▶ _ACTIONS TO TAKE_:
1. Answer these about the Rudy Perpich passage, please:
(a) What number on the AM dial was the radio tuned to during the drive?
(b) At what age did Perpich die?
(c) In what year did the National Sports Center open?
2. Continue the Rudy Perpich passage from the point after its final sentence.

▶ _PASSAGE_:
++++++++++

Rudy Perpich was our governor with many dreams to make this a greater state to both reside and to visit. In that task, Perpich was in the 1980s picking up at the airport a guest with the capital to make a large investment here.
As they drove, the radio was turned to 1500 on the AM dial. Impersonators were calling a show titled “Monday Night Sports Talk,” and one of the co-hosts, Joe Soucheray, was moved to his trademark laughter that mimicked a quacking duck.
After several more minutes of absurdity, the sitting governor called the show, live, to chide the hosts for having ruined the sales pitch he planned to give his important passenger — that being, Minnesota was the “Brain State.”
Cancer got Rudy way too young, at 67 in 1995, but not before another of his dreams, a National Sports Center, was realized in what were then the largely open spaces in Blaine. The NSC opened in 1990, only three years after Rudy helped it through the Legislature.

++++++++++

▶ _GIVEN RECORDS_:
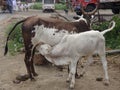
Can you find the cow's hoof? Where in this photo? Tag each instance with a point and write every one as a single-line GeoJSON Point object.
{"type": "Point", "coordinates": [77, 76]}
{"type": "Point", "coordinates": [106, 83]}
{"type": "Point", "coordinates": [35, 74]}
{"type": "Point", "coordinates": [22, 77]}
{"type": "Point", "coordinates": [67, 80]}
{"type": "Point", "coordinates": [16, 81]}
{"type": "Point", "coordinates": [71, 87]}
{"type": "Point", "coordinates": [99, 79]}
{"type": "Point", "coordinates": [33, 79]}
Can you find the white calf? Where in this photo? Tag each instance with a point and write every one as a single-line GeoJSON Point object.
{"type": "Point", "coordinates": [73, 47]}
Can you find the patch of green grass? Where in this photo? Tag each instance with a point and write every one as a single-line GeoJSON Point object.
{"type": "Point", "coordinates": [112, 37]}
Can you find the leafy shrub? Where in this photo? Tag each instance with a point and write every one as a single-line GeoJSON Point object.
{"type": "Point", "coordinates": [37, 6]}
{"type": "Point", "coordinates": [113, 37]}
{"type": "Point", "coordinates": [59, 6]}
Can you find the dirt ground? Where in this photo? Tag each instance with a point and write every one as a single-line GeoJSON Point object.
{"type": "Point", "coordinates": [50, 78]}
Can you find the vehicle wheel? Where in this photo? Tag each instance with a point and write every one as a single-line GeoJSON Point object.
{"type": "Point", "coordinates": [90, 8]}
{"type": "Point", "coordinates": [78, 12]}
{"type": "Point", "coordinates": [115, 11]}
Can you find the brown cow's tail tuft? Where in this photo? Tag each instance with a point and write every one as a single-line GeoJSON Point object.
{"type": "Point", "coordinates": [6, 45]}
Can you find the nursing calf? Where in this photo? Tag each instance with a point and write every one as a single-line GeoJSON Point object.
{"type": "Point", "coordinates": [50, 31]}
{"type": "Point", "coordinates": [73, 47]}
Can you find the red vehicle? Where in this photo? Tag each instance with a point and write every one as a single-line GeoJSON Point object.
{"type": "Point", "coordinates": [88, 5]}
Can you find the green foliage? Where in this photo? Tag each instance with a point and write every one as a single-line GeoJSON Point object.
{"type": "Point", "coordinates": [113, 37]}
{"type": "Point", "coordinates": [60, 6]}
{"type": "Point", "coordinates": [37, 6]}
{"type": "Point", "coordinates": [15, 41]}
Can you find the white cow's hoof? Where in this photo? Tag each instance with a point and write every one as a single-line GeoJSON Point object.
{"type": "Point", "coordinates": [71, 86]}
{"type": "Point", "coordinates": [106, 83]}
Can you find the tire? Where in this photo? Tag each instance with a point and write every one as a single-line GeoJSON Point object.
{"type": "Point", "coordinates": [90, 8]}
{"type": "Point", "coordinates": [115, 11]}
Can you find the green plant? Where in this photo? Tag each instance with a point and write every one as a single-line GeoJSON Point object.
{"type": "Point", "coordinates": [113, 37]}
{"type": "Point", "coordinates": [60, 6]}
{"type": "Point", "coordinates": [37, 6]}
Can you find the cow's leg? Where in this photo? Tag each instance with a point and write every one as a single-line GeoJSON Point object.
{"type": "Point", "coordinates": [89, 61]}
{"type": "Point", "coordinates": [70, 75]}
{"type": "Point", "coordinates": [27, 63]}
{"type": "Point", "coordinates": [104, 63]}
{"type": "Point", "coordinates": [102, 54]}
{"type": "Point", "coordinates": [73, 71]}
{"type": "Point", "coordinates": [32, 66]}
{"type": "Point", "coordinates": [76, 74]}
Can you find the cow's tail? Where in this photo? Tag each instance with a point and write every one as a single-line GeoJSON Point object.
{"type": "Point", "coordinates": [6, 45]}
{"type": "Point", "coordinates": [109, 29]}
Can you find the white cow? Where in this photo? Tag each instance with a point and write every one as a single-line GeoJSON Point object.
{"type": "Point", "coordinates": [73, 47]}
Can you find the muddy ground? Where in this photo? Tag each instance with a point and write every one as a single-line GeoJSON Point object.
{"type": "Point", "coordinates": [50, 78]}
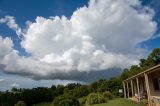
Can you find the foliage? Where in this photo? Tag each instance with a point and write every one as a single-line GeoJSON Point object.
{"type": "Point", "coordinates": [20, 103]}
{"type": "Point", "coordinates": [152, 60]}
{"type": "Point", "coordinates": [65, 100]}
{"type": "Point", "coordinates": [95, 98]}
{"type": "Point", "coordinates": [144, 101]}
{"type": "Point", "coordinates": [107, 95]}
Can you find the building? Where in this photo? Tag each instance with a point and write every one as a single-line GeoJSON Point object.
{"type": "Point", "coordinates": [145, 85]}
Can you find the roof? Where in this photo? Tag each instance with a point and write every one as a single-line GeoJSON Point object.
{"type": "Point", "coordinates": [150, 70]}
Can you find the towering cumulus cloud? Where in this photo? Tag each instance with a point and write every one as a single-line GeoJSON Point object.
{"type": "Point", "coordinates": [101, 36]}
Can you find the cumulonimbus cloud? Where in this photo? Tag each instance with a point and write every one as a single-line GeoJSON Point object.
{"type": "Point", "coordinates": [102, 36]}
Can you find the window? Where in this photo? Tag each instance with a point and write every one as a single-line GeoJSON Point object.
{"type": "Point", "coordinates": [156, 83]}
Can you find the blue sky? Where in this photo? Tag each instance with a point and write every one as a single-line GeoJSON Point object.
{"type": "Point", "coordinates": [87, 33]}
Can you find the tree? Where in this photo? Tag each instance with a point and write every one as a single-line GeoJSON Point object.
{"type": "Point", "coordinates": [20, 103]}
{"type": "Point", "coordinates": [155, 56]}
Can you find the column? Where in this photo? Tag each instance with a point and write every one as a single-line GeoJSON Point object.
{"type": "Point", "coordinates": [138, 89]}
{"type": "Point", "coordinates": [124, 89]}
{"type": "Point", "coordinates": [132, 87]}
{"type": "Point", "coordinates": [147, 88]}
{"type": "Point", "coordinates": [127, 90]}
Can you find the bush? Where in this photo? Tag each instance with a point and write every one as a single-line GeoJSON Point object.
{"type": "Point", "coordinates": [95, 98]}
{"type": "Point", "coordinates": [65, 100]}
{"type": "Point", "coordinates": [107, 95]}
{"type": "Point", "coordinates": [144, 101]}
{"type": "Point", "coordinates": [20, 103]}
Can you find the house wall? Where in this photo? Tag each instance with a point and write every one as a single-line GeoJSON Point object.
{"type": "Point", "coordinates": [155, 95]}
{"type": "Point", "coordinates": [150, 78]}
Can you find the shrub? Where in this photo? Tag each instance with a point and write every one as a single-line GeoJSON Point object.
{"type": "Point", "coordinates": [144, 101]}
{"type": "Point", "coordinates": [20, 103]}
{"type": "Point", "coordinates": [95, 98]}
{"type": "Point", "coordinates": [65, 100]}
{"type": "Point", "coordinates": [82, 101]}
{"type": "Point", "coordinates": [107, 95]}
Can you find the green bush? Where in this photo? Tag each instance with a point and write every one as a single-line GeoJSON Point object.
{"type": "Point", "coordinates": [107, 95]}
{"type": "Point", "coordinates": [20, 103]}
{"type": "Point", "coordinates": [144, 101]}
{"type": "Point", "coordinates": [95, 98]}
{"type": "Point", "coordinates": [65, 100]}
{"type": "Point", "coordinates": [82, 101]}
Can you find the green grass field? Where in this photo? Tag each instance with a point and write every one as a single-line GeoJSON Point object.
{"type": "Point", "coordinates": [114, 102]}
{"type": "Point", "coordinates": [119, 102]}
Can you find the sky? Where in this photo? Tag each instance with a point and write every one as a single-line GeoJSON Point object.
{"type": "Point", "coordinates": [51, 42]}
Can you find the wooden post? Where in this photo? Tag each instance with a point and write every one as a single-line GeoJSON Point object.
{"type": "Point", "coordinates": [132, 87]}
{"type": "Point", "coordinates": [138, 89]}
{"type": "Point", "coordinates": [124, 89]}
{"type": "Point", "coordinates": [148, 88]}
{"type": "Point", "coordinates": [127, 90]}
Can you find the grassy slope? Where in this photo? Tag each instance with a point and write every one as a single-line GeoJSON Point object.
{"type": "Point", "coordinates": [114, 102]}
{"type": "Point", "coordinates": [119, 102]}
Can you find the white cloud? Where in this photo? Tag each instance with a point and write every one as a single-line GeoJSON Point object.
{"type": "Point", "coordinates": [10, 21]}
{"type": "Point", "coordinates": [2, 80]}
{"type": "Point", "coordinates": [102, 36]}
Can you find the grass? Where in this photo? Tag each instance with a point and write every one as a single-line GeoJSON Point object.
{"type": "Point", "coordinates": [119, 102]}
{"type": "Point", "coordinates": [114, 102]}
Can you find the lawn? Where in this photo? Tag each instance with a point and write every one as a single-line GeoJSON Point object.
{"type": "Point", "coordinates": [114, 102]}
{"type": "Point", "coordinates": [119, 102]}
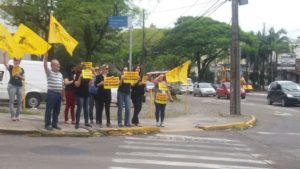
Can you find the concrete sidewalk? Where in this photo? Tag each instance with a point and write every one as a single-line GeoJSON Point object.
{"type": "Point", "coordinates": [33, 125]}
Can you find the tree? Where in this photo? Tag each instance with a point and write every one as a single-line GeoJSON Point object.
{"type": "Point", "coordinates": [200, 39]}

++++++++++

▶ _RESULTS OF THE TASKS_:
1.
(a) 1500
(b) 67
(c) 1990

2.
There was a visit made there on Tuesday, for the purpose of checking out the interaction of Jaylen Clark, the best hope for the Timberwolves to guard Shai Gilgeous-Alexander in future playoff series, and several scores of young hoopers attending a day camp.
There has been a tinge of sadness involved with entering the NSC grounds over the past five years, considering the structure that made it unique — that made it “pure Rudy” — no longer rests majestically on the grounds:
The Velodrome.
It was dismantled in 2020 due to the track falling into disrepair. Apologies are due to Rudy’s legacy.